# [What is needed]
Rewrite all the items below with "rough mask" replaced by "coarse mask" wherever it occurs, keeping everything else the same.

# [Data extract]
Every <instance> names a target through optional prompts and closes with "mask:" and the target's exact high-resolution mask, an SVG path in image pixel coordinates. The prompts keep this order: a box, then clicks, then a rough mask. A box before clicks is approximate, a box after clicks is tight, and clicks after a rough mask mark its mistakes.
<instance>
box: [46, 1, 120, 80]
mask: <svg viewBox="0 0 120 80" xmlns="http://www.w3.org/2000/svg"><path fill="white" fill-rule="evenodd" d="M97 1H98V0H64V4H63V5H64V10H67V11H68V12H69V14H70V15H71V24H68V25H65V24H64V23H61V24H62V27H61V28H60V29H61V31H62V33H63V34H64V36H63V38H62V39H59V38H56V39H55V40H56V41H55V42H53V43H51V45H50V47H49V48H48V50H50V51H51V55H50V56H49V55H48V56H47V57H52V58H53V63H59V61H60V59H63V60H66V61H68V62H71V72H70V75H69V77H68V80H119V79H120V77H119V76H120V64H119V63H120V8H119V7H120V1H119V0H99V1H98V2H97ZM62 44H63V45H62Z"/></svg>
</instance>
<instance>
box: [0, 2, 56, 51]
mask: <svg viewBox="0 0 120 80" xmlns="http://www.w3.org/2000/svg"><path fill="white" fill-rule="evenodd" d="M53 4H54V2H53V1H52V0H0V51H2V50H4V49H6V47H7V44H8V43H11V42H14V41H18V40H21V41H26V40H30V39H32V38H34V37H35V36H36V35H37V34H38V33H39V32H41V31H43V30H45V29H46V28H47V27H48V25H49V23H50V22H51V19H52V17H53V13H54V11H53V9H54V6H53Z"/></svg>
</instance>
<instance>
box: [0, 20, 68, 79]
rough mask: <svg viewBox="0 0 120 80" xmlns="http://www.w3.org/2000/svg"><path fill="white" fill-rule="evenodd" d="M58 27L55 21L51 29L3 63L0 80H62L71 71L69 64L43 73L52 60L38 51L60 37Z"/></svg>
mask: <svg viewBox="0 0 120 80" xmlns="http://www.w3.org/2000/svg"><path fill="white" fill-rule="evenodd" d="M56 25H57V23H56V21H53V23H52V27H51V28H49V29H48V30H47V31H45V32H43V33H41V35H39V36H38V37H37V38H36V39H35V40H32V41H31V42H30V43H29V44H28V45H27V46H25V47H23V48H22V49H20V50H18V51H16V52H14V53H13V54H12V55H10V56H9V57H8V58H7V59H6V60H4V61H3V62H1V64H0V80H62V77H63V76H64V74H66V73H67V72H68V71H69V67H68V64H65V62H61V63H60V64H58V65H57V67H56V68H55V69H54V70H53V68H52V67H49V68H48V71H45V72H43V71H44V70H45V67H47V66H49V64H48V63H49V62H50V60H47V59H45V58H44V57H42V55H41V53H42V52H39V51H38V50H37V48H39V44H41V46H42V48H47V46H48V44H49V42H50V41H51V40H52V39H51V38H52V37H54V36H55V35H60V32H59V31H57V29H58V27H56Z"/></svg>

# [Response below]
Every <instance> names a target through optional prompts and closes with "mask:" and the target's exact high-resolution mask, an SVG path in image pixel coordinates. The prompts keep this order: a box, then clicks, then a coarse mask. A box before clicks is approximate, a box after clicks is tight, and clicks after a coarse mask mark its mistakes.
<instance>
box: [46, 1, 120, 80]
mask: <svg viewBox="0 0 120 80" xmlns="http://www.w3.org/2000/svg"><path fill="white" fill-rule="evenodd" d="M97 1H98V0H64V4H63V5H64V10H67V11H68V12H69V14H70V15H71V24H68V25H65V24H64V23H61V24H62V27H61V28H60V29H61V31H62V33H63V34H64V36H63V38H62V39H59V38H56V39H55V40H56V41H55V42H53V43H51V45H50V47H49V48H48V50H50V51H51V55H50V56H49V55H48V56H47V57H52V58H53V63H59V61H60V59H63V60H66V61H68V62H71V72H70V75H69V77H68V80H119V79H120V77H119V76H120V64H119V63H120V8H119V7H120V1H119V0H99V1H98V2H97ZM62 44H63V45H62Z"/></svg>
</instance>
<instance>
box: [0, 2, 56, 51]
mask: <svg viewBox="0 0 120 80" xmlns="http://www.w3.org/2000/svg"><path fill="white" fill-rule="evenodd" d="M53 4H54V2H53V1H52V0H0V51H2V50H4V49H6V47H7V44H8V43H11V42H14V41H18V40H21V41H26V40H30V39H32V38H34V37H35V36H36V35H37V34H38V33H39V32H41V31H43V30H45V29H46V28H47V27H48V25H49V23H50V22H51V19H52V17H53V13H54V11H53V9H54V6H53Z"/></svg>
</instance>
<instance>
box: [0, 20, 68, 79]
coarse mask: <svg viewBox="0 0 120 80" xmlns="http://www.w3.org/2000/svg"><path fill="white" fill-rule="evenodd" d="M58 27L55 21L51 29L3 63L0 80H62L71 71L69 64L43 73L52 60L38 51L60 37Z"/></svg>
mask: <svg viewBox="0 0 120 80" xmlns="http://www.w3.org/2000/svg"><path fill="white" fill-rule="evenodd" d="M56 25H57V23H56V21H53V23H52V27H51V28H49V29H48V30H47V31H45V32H43V33H41V35H39V36H38V37H37V38H36V39H35V40H32V41H31V42H30V43H29V44H28V45H27V46H25V47H23V48H22V49H20V50H18V51H16V52H14V53H13V54H12V55H10V56H9V57H8V58H7V59H6V60H4V61H3V62H1V64H0V80H62V77H63V76H64V74H66V73H67V72H68V71H69V67H68V64H65V62H61V63H60V64H58V65H57V67H56V68H55V69H54V70H53V68H52V67H49V68H48V71H45V72H43V71H44V70H45V67H47V66H49V64H48V63H49V62H50V60H47V59H45V58H44V57H42V55H41V53H42V52H39V51H38V50H37V48H39V44H41V46H42V48H47V46H48V44H49V42H50V41H51V40H52V39H51V38H52V37H54V36H55V35H60V32H59V31H57V29H58V27H56Z"/></svg>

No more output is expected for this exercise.